* **Task directions**
Rewrite all of the data below as a Markdown table with the columns Row and Line. Number each line in order and leave out any blank lines.

* **Entries**
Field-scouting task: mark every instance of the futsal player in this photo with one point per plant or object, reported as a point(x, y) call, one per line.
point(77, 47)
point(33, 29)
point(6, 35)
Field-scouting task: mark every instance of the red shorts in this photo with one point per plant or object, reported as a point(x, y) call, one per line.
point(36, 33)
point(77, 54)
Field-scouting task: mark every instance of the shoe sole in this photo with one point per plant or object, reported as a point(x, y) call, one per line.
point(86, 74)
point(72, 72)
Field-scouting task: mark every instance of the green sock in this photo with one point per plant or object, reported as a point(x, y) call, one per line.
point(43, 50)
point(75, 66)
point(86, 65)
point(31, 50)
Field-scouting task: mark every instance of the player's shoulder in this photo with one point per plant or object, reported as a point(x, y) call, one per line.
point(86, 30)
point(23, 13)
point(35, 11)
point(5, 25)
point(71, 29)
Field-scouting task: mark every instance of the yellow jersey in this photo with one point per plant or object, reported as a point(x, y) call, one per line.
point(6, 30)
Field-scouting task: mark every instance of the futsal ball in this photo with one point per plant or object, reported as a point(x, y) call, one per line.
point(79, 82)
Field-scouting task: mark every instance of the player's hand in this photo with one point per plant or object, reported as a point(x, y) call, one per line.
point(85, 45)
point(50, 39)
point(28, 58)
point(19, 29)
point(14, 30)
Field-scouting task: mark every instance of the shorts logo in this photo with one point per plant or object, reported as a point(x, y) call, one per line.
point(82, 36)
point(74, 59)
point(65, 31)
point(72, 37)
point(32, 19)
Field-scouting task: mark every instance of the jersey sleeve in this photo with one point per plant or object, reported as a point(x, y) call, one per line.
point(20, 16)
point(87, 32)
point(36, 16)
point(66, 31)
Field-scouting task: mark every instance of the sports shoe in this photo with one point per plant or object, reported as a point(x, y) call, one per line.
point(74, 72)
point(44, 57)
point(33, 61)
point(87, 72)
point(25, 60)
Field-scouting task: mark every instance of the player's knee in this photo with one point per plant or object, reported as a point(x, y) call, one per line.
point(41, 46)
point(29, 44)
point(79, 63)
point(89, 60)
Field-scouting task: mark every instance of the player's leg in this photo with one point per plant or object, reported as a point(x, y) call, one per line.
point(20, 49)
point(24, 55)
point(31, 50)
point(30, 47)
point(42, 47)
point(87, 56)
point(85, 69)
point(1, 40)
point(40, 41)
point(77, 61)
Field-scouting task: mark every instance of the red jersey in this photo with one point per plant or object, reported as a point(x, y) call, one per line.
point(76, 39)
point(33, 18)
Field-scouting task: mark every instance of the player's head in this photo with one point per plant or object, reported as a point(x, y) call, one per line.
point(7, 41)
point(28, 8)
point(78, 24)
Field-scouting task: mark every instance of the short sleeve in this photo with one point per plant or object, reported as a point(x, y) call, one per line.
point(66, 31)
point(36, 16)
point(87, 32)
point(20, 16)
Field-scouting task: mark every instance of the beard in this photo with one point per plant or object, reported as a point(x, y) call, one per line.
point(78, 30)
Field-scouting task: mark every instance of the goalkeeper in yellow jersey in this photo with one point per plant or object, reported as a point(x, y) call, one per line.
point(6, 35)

* **Result of the task**
| Row | Line |
|---|---|
| 1 | Field-scouting task: mark every instance of the futsal player in this photo with one point per plant or object, reported as a point(x, y) call, one per line. |
| 2 | point(77, 47) |
| 3 | point(33, 29) |
| 4 | point(6, 35) |
| 5 | Field-scouting task: mark every instance of the red shorts in this photo with one point per plant or object, reported as a point(x, y) call, one per line. |
| 6 | point(36, 33) |
| 7 | point(77, 54) |
| 8 | Field-scouting task: mark every instance of the shoe sole in this photo with one point per plant or object, reported as a point(x, y) call, one per line. |
| 9 | point(86, 74) |
| 10 | point(72, 72) |
| 11 | Field-scouting task: mark every instance of the green sock in this photo with one point per plant or object, reported as a point(x, y) call, one per line. |
| 12 | point(43, 50) |
| 13 | point(75, 66) |
| 14 | point(86, 65) |
| 15 | point(31, 50) |
| 16 | Field-scouting task: mark every instance of the player's shoulder in this photo with one point per plant or object, reported as a point(x, y) call, one per line. |
| 17 | point(86, 30) |
| 18 | point(23, 13) |
| 19 | point(35, 11) |
| 20 | point(5, 25) |
| 21 | point(71, 29) |
| 22 | Field-scouting task: mark every instance of the yellow jersey in this photo with one point per plant or object, reported as a point(x, y) call, one per line. |
| 23 | point(6, 30) |
| 24 | Field-scouting task: mark every instance of the futsal ball in this photo with one point per plant or object, reported as a point(x, y) call, one per line. |
| 25 | point(79, 82) |
| 26 | Field-scouting task: mark every instance of the player's hand in this photo with one point per plant or object, reported as a point(x, y) call, one per line. |
| 27 | point(85, 45) |
| 28 | point(50, 39) |
| 29 | point(28, 58) |
| 30 | point(19, 29) |
| 31 | point(14, 30) |
| 32 | Field-scouting task: mark every instance of the shorts logo in this photo with one point per plant or object, reported as a point(x, y) call, one per line. |
| 33 | point(82, 36) |
| 34 | point(74, 59) |
| 35 | point(65, 31) |
| 36 | point(72, 37) |
| 37 | point(32, 19) |
| 38 | Field-scouting task: mark every instance of the jersey sleeve in this photo with one point per plant or object, reported as a point(x, y) call, one per line. |
| 39 | point(20, 16) |
| 40 | point(87, 32) |
| 41 | point(36, 16) |
| 42 | point(66, 31) |
| 43 | Field-scouting task: mark every instance of the sports shoe in this photo with one point per plant or object, reported as a point(x, y) call, one per line. |
| 44 | point(74, 72) |
| 45 | point(44, 57) |
| 46 | point(33, 61) |
| 47 | point(87, 72) |
| 48 | point(25, 60) |
| 49 | Field-scouting task: mark every instance of the player's knee in this photo with one point per plant or object, reported as a point(x, y) call, one per line. |
| 50 | point(41, 46) |
| 51 | point(29, 44) |
| 52 | point(79, 63) |
| 53 | point(89, 60) |
| 54 | Field-scouting task: mark every instance of the player's leg in this photo with one point per plant or object, reported as a point(x, y) call, one per line. |
| 55 | point(20, 49) |
| 56 | point(24, 55) |
| 57 | point(31, 50) |
| 58 | point(30, 47) |
| 59 | point(42, 47) |
| 60 | point(87, 56) |
| 61 | point(85, 69) |
| 62 | point(1, 40) |
| 63 | point(40, 41) |
| 64 | point(77, 61) |
| 65 | Field-scouting task: mark every instance of the red jersey in this photo with one point per plant or object, reported as a point(x, y) call, one per line. |
| 66 | point(76, 39) |
| 67 | point(33, 18) |
| 68 | Field-scouting task: mark every instance of the player's head in this photo with one point per plant or object, reported as a point(x, y) call, one per line. |
| 69 | point(7, 41) |
| 70 | point(28, 8) |
| 71 | point(78, 24) |
| 72 | Field-scouting task: mark every instance of the short sleeve in this photo with one point per plant or object, reported as a point(x, y) call, one per line. |
| 73 | point(66, 31) |
| 74 | point(36, 16) |
| 75 | point(87, 32) |
| 76 | point(20, 16) |
| 77 | Field-scouting task: mark every instance of the beard in this photo with one point per plant or object, reported as a point(x, y) call, one per line. |
| 78 | point(78, 30) |
| 79 | Field-scouting task: mark every instance of the goalkeeper in yellow jersey in this photo with one point per plant or object, reported as a point(x, y) call, one per line. |
| 80 | point(6, 35) |